- _Work to complete_: Switch every "pin" in the rows below to "marker". Leave everything else unchanged.

****

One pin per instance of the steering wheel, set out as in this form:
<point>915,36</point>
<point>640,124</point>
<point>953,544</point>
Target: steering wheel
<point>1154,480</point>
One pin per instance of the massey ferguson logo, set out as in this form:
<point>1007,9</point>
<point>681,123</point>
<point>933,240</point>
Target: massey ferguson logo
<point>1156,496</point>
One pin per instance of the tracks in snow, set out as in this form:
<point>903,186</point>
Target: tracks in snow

****

- _Answer in full_:
One marker per instance of the steering wheel, set out as in this form:
<point>915,36</point>
<point>640,124</point>
<point>953,544</point>
Target: steering wheel
<point>1154,480</point>
One marker per instance of the massey ferguson logo, set out as in this form:
<point>1007,9</point>
<point>681,123</point>
<point>933,240</point>
Target: massey ferguson logo
<point>1156,496</point>
One marker per instance of the tracks in snow, set out as in this form:
<point>903,186</point>
Target: tracks in snow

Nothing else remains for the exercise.